• [YOUR GOAL] Carry on the article about addiction management, starting after its final sentence.

Trends come and go and nowhere more so than in the shifting world of addiction management, says Dr Julia Lewis.
The pendulum seems to swing from one paradigm to another with the supporters of each frequently baying for the blood of their opponents. Some support abstinence as the only sensible goal, and berate the so-called ‘medical model’ with its alleged transfer of dependence to state-endorsed substances, while others shout loudly in support of what they claim is a more inclusive harm reduction approach. But what if there was a model that encompassed all these laudable ideas and then took things a stage further?
In 2007 the World Health Organization called the management of chronic disease (such as asthma, diabetes and hypertension) ‘one of the greatest challenges facing healthcare systems throughout the world’. Out of these concerns developed the chronic disease management (CDM) Model defined by the Disease Management Association of America as ‘a system of coordinated healthcare interventions and communications for populations with conditions in which patient self-care efforts are significant’.

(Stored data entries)
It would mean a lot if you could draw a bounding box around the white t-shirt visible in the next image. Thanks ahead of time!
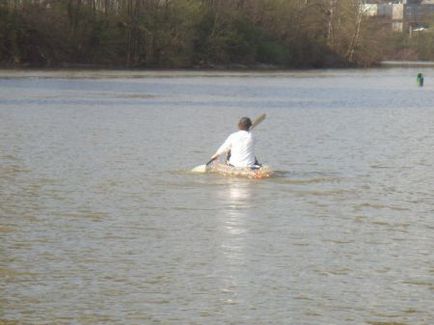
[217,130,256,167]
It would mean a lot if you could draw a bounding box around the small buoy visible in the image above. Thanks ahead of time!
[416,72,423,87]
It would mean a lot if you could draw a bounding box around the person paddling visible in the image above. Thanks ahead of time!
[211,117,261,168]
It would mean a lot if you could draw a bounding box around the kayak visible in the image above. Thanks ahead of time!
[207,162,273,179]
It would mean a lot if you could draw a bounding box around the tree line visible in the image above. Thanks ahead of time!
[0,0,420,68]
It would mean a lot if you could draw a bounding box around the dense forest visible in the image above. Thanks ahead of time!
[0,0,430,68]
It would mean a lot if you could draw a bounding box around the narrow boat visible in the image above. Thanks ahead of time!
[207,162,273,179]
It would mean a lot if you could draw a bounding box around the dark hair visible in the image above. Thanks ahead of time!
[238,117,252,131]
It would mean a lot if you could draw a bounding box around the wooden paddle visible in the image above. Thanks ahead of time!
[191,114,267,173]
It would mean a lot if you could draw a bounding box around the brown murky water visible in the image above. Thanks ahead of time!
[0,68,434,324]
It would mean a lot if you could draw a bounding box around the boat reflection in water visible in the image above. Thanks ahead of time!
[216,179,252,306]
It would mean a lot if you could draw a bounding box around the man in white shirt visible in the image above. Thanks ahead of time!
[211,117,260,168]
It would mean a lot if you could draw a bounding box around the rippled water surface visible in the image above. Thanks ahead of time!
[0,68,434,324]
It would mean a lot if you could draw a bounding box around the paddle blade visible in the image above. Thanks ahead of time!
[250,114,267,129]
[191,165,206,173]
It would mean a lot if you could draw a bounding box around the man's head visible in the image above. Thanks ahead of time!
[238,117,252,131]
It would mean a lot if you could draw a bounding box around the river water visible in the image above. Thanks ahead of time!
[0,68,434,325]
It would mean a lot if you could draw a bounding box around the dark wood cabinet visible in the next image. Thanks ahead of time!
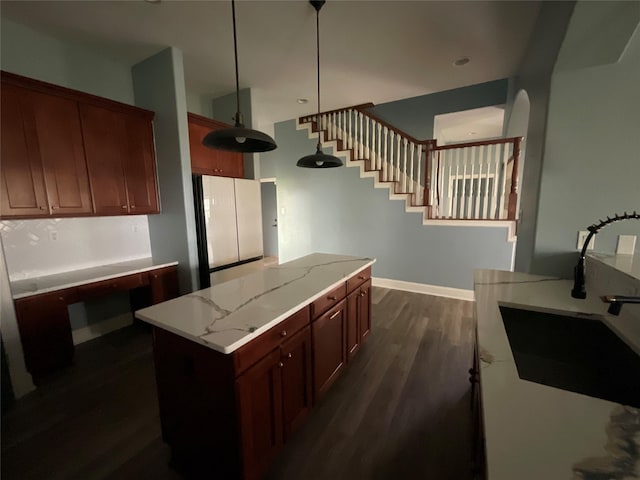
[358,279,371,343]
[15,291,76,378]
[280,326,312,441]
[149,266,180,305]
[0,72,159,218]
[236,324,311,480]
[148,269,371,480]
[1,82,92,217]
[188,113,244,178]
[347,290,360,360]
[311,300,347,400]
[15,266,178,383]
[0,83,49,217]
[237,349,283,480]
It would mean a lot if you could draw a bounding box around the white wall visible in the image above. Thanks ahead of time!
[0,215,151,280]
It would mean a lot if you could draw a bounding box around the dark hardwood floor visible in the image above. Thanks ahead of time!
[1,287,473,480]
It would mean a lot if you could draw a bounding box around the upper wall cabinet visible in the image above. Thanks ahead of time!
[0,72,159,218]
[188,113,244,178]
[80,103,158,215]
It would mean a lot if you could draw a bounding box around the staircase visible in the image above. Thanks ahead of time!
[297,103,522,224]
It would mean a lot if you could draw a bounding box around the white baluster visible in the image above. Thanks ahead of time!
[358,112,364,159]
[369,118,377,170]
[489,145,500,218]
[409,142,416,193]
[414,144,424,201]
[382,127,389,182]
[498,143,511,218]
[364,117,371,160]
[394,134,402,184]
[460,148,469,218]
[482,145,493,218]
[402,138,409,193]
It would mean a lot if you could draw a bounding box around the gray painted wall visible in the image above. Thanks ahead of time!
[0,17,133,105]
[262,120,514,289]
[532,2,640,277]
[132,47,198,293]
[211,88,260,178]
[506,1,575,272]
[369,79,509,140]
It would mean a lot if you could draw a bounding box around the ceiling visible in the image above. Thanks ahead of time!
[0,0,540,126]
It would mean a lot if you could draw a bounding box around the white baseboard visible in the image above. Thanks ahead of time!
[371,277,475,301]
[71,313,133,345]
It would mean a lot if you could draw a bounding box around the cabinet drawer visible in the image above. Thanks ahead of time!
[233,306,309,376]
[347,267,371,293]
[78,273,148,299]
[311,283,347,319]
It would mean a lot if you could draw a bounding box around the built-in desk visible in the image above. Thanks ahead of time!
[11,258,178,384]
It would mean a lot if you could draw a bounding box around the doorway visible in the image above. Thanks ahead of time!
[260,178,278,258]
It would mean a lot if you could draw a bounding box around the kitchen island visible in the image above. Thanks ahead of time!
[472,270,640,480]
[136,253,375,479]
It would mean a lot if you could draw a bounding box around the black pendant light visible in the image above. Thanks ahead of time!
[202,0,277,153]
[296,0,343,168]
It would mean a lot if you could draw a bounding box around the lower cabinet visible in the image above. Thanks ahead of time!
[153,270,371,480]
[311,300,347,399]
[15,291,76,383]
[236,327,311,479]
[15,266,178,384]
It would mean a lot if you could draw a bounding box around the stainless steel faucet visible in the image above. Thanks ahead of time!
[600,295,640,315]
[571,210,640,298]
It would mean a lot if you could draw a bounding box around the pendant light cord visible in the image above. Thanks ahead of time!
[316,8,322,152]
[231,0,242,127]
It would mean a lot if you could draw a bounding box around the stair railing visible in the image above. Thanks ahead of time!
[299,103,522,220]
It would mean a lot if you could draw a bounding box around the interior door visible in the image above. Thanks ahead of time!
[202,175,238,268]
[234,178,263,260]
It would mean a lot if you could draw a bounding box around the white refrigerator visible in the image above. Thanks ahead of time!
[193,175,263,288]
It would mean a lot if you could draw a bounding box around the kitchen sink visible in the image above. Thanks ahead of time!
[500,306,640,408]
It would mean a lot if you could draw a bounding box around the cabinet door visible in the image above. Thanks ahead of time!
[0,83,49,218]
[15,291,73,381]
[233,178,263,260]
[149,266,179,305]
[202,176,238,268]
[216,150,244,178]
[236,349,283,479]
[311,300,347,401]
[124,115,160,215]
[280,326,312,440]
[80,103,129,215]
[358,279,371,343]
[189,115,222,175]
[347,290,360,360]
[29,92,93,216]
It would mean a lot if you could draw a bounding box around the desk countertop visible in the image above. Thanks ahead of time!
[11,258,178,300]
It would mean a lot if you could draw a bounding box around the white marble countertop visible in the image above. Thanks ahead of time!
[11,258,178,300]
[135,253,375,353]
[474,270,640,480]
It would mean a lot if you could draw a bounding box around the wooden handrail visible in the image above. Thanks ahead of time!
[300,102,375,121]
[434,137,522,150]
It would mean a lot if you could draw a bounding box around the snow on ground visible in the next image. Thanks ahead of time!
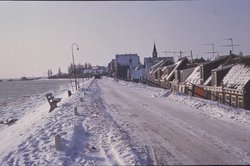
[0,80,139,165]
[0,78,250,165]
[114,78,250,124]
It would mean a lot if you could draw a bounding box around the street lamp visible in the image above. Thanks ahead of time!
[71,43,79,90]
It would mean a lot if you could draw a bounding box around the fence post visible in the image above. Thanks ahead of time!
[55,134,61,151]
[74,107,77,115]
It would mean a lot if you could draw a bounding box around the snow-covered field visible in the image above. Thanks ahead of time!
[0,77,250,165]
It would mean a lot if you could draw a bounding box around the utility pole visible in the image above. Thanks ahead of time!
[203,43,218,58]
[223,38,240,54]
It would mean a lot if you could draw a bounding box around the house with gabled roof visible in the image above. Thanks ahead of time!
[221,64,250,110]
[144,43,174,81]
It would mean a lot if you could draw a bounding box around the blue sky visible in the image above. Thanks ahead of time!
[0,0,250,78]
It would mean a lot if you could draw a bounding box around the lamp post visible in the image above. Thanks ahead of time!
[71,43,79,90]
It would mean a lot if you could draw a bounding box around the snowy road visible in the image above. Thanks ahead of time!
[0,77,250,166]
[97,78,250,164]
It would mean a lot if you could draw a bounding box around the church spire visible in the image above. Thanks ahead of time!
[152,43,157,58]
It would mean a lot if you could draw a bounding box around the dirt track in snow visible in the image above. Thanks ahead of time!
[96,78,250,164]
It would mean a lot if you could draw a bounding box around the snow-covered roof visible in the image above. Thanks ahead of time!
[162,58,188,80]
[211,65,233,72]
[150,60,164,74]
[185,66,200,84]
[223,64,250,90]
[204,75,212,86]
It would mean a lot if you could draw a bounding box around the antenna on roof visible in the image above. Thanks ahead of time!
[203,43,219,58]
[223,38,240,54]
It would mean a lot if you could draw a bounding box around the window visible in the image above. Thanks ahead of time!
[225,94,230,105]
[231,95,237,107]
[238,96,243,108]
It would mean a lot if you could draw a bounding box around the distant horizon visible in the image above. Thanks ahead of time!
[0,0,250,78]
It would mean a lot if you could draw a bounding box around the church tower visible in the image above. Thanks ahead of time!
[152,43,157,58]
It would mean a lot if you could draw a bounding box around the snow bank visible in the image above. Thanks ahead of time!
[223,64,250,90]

• [RESPONSE TO THE EXERCISE]
Various researchers have argued that this model can be applied to the management of addiction, as evidence suggests that addiction has a similar profile to other chronic diseases. For instance, more than half of patients entering publicly funded addiction services in the USA achieve and sustain recovery after multiple episodes of treatment over several years, and addiction is associated with chronic physiological changes; a relapsing, remitting course; comorbidity; a need for ongoing care but with variable adherence to that care; and the absence of a ‘cure’.
Current models of addiction treatment provision in the UK frequently follow an acute care model, concentrating on the management of complications of use as opposed to the underlying condition, and lacking essential coordination of care across health and social care systems. However, managing addiction solely through these acute episodes of brief stabilisation and detoxification can contribute to the frustration of service users, their families and the public regarding prospects for permanent recovery.
Also, as a chronic disease with biological, genetic and physiological elements, addiction should be addressed via a case-managed combination of treatment modalities, personalised to the assessed needs of the service user, providing an integrated pharmacopsychosocial approach to treatment.
In contrast, the CDM model bases care on the service user’s needs, values and decisions, rather than reacting to problems. Nevertheless, transferring the CDM approach to the management of addiction requires a move into a recovery-oriented system and the recovery management (RM) model has been developed to combine these two treatment paradigms. So, what are the essential features of an RM model of addiction treatment?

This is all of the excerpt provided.